- Studientext -
····················

Streit im Bundestag
Vernichtung der Armenier oder Völkermord?
- Veröffentlicht: 19.04.2015
- 17:16 Uhr
- dpa
Der Papst spricht vom "ersten Völkermord des 20. Jahrhunderts", das Europaparlament tut es und mit ihm viele andere Parlamente. Bundesregierung und Bundestag streiten, wenn es um die Bewertung der Vertreibung und Vernichtung der Armenier im Osmanischen Reich geht.
Vor der Bundestagsdebatte zum 100. Jahrestag der Verbrechen an den Armeniern im Osmanischen Reich mehren sich die Stimmen in der Union, die Massaker als Völkermord zu brandmarken. Im Entwurf der Bundesregierung für die Gedenkstunde am Donnerstag ist zwar von "Vernichtung der Armenier" die Rede, der Begriff "Völkermord" wird aber - offensichtlich mit Rücksicht auf das Verhältnis zur Türkei - nicht verwendet. Nach Schätzungen kamen bei der Vertreibung der Armenier im Ersten Weltkrieg bis zu 1,5 Millionen Menschen ums Leben.
"Der Tod Hunderttausender Armenier in der Endphase des Osmanischen Reiches war weder Unfall noch Zufall, sondern Völkermord", sagte CDU-Vize Julia Klöckner der "Welt am Sonntag". "Auch wenn es diplomatisch unklug sein mag und wir in Deutschland aufgrund unserer Geschichte anderen nicht überheblich ihre Geschichte vorhalten sollten, können wir dennoch das Kind beim Namen nennen."
Völkermord: Ja oder nein?
Der Armenien-Berichterstatter der Unionsfraktion, Christoph Bergner (CDU), kündigte an, er werde am Dienstag in der Fraktion dafür eintreten, "dass der Begriff Völkermord in den Antrag aufgenommen wird". Zwar verstehe er es, wenn Bundesaußenminister Frank-Walter Steinmeier (SPD) "um angemessene Formulierungen" ringe. Aber "die Beweise, dass es sich um einen Genozid handelt, liegen in den Archiven des Auswärtigen Amts". Das Osmanische Reich und das Deutsche Kaiserreich waren im Ersten Weltkrieg Bündnispartner.
Auch führende Vertreter von Grünen und Linken forderten die schwarz-rote Koalition auf, die Massaker klar als "Völkermord" zu benennen. «Die Bundesregierung ist mit ihrer Haltung unglaubwürdig und knickt vor der Türkei ein», sagte der Grünen-Fraktionsvorsitzende Anton Hofreiter der Deutschen Presse-Agentur.

····················

- Bereitgestelltes Material -

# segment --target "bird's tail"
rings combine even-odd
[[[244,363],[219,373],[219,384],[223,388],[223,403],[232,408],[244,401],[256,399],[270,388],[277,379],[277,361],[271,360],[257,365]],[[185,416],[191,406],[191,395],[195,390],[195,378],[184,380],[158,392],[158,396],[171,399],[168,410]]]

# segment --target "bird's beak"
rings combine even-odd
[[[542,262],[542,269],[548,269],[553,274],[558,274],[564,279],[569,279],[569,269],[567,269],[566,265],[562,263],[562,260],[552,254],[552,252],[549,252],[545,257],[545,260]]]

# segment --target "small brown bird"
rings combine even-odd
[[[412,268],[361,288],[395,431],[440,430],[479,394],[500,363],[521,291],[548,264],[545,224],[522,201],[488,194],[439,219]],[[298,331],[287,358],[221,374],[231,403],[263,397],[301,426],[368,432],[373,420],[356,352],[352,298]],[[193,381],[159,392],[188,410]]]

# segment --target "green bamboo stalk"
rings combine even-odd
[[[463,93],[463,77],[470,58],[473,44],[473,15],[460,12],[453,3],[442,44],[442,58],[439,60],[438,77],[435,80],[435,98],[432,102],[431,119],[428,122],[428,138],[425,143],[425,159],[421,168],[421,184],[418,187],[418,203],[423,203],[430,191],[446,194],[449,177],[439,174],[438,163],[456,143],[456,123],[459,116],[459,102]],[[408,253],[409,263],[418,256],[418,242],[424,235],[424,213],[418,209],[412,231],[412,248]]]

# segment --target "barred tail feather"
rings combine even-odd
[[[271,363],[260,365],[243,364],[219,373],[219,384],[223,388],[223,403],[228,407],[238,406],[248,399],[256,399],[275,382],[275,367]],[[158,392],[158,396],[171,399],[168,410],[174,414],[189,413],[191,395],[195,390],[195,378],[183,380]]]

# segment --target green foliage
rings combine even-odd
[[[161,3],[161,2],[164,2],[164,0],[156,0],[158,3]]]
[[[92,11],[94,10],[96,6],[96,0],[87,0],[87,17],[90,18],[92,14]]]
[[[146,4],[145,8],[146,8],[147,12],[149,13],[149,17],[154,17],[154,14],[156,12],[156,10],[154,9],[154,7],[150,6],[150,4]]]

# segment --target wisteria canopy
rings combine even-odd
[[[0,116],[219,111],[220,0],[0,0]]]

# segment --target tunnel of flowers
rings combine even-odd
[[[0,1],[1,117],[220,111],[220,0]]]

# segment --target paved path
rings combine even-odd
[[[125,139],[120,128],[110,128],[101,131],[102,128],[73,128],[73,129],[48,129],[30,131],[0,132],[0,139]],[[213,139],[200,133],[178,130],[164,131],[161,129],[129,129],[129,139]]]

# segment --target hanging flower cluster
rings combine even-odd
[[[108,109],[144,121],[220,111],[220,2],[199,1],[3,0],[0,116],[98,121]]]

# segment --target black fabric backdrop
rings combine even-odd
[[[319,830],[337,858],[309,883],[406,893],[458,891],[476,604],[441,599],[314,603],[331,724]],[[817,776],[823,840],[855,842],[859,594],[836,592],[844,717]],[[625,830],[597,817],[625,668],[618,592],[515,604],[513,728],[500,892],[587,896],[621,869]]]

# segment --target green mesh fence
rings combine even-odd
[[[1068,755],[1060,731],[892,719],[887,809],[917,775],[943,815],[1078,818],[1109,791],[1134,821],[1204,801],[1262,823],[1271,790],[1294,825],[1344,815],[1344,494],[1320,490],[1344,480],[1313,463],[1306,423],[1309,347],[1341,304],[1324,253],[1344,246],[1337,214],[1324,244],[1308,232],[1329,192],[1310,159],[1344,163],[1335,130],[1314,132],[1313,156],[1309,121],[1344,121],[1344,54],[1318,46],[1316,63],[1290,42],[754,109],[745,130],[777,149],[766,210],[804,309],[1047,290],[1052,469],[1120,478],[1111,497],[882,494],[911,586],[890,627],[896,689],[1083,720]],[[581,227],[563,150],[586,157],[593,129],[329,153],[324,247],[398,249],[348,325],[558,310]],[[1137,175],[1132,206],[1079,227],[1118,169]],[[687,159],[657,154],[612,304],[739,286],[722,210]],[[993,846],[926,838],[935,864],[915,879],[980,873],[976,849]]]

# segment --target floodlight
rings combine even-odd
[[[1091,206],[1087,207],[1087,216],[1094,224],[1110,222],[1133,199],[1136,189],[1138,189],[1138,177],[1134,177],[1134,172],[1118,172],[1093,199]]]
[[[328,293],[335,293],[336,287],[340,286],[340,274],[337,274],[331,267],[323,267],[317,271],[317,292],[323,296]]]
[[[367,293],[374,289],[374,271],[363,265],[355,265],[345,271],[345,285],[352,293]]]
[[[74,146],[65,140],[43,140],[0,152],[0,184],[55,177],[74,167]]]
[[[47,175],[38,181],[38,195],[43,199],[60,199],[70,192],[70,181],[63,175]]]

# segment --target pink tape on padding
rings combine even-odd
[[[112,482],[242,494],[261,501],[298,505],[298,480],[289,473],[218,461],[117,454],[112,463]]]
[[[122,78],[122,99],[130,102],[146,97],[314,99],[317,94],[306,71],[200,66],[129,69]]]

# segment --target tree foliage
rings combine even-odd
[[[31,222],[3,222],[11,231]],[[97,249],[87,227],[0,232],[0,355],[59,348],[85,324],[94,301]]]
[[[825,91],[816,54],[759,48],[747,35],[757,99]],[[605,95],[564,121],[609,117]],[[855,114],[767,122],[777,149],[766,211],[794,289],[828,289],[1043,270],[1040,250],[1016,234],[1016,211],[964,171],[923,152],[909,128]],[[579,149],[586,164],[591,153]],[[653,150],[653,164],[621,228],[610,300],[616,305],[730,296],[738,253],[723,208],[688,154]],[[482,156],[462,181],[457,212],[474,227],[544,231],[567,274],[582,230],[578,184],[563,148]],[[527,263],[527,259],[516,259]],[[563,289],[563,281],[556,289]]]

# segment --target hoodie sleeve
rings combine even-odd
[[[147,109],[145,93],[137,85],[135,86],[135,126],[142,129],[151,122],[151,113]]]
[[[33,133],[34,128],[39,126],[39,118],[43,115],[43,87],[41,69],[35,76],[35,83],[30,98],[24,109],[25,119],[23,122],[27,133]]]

····················

- Teilaufgaben -
A. Beantworte anhand des Studientexts:
(i) Wie viele Menschen kamen nach Schätzungen bei der Vertreibung der Armenier im Ersten Weltkrieg ums Leben?
(ii) Welcher Zeitung gegenüber äußerte sich Julia Klöckner?
(iii) An welchem Wochentag will Christoph Bergner in der Fraktion für die Aufnahme des Begriffs Völkermord in den Antrag eintreten?
B. Wiederhole den Abschnitt des Studientexts von „Vor der Bundestagsdebatte“ bis einschließlich „Menschen ums Leben.“ wortgetreu.
Als Grundlage dient ausschließlich der Studientext.

- Lösungen -
A.
(i) Bis zu 1,5 Millionen Menschen.
(ii) Der „Welt am Sonntag“.
(iii) Am Dienstag.

B.
Vor der Bundestagsdebatte zum 100. Jahrestag der Verbrechen an den Armeniern im Osmanischen Reich mehren sich die Stimmen in der Union, die Massaker als Völkermord zu brandmarken. Im Entwurf der Bundesregierung für die Gedenkstunde am Donnerstag ist zwar von "Vernichtung der Armenier" die Rede, der Begriff "Völkermord" wird aber - offensichtlich mit Rücksicht auf das Verhältnis zur Türkei - nicht verwendet. Nach Schätzungen kamen bei der Vertreibung der Armenier im Ersten Weltkrieg bis zu 1,5 Millionen Menschen ums Leben.